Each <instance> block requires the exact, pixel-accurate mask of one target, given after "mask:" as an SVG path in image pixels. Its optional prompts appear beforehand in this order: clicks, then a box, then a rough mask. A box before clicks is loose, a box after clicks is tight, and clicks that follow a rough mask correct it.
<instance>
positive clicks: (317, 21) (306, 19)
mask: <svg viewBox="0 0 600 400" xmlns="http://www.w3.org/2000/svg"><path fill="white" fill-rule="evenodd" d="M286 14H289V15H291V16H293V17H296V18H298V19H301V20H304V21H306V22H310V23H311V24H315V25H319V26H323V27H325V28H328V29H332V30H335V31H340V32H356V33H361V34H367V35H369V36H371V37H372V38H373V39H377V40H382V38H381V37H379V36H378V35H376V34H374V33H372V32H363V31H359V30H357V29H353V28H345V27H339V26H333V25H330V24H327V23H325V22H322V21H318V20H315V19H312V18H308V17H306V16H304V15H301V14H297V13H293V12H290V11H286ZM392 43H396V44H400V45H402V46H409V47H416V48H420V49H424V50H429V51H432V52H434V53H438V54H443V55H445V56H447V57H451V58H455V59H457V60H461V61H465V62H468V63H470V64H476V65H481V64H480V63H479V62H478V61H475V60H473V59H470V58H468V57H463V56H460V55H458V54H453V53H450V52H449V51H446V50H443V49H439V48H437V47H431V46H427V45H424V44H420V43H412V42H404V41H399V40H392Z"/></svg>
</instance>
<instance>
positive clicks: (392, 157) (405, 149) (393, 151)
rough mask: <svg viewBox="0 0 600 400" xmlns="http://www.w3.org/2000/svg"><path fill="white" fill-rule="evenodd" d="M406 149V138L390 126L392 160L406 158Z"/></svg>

---

**WHAT TO WORK ON**. Please copy all of the data above word for word, with every line and character unchanged.

**REPLY**.
Each <instance> block requires the exact, pixel-accurate mask of one target, given after "mask:" as an SVG path in image pixels. Its optional prompts appear beforehand in this order: clicks, then a box, then a rough mask. A box before clicks is loose, a box after clicks is tight, and clicks that follow a rough mask correct it.
<instance>
positive clicks: (317, 21) (306, 19)
mask: <svg viewBox="0 0 600 400" xmlns="http://www.w3.org/2000/svg"><path fill="white" fill-rule="evenodd" d="M286 14H289V15H291V16H293V17H296V18H298V19H301V20H304V21H306V22H310V23H311V24H315V25H319V26H323V27H325V28H328V29H332V30H335V31H340V32H356V33H361V34H367V35H369V36H371V37H372V38H373V39H377V40H382V38H381V37H379V36H378V35H376V34H374V33H372V32H363V31H359V30H357V29H353V28H345V27H339V26H333V25H330V24H327V23H325V22H322V21H318V20H315V19H312V18H308V17H306V16H304V15H301V14H297V13H293V12H290V11H286ZM392 43H396V44H400V45H402V46H409V47H416V48H420V49H424V50H429V51H432V52H434V53H438V54H443V55H445V56H447V57H451V58H455V59H457V60H461V61H465V62H468V63H470V64H476V65H481V64H480V63H479V62H478V61H475V60H473V59H470V58H468V57H463V56H460V55H458V54H453V53H450V52H449V51H446V50H443V49H439V48H437V47H431V46H427V45H424V44H420V43H412V42H404V41H399V40H392Z"/></svg>
</instance>
<instance>
positive clicks: (392, 157) (405, 149) (393, 151)
rough mask: <svg viewBox="0 0 600 400" xmlns="http://www.w3.org/2000/svg"><path fill="white" fill-rule="evenodd" d="M406 149V138L390 126L392 160L406 158Z"/></svg>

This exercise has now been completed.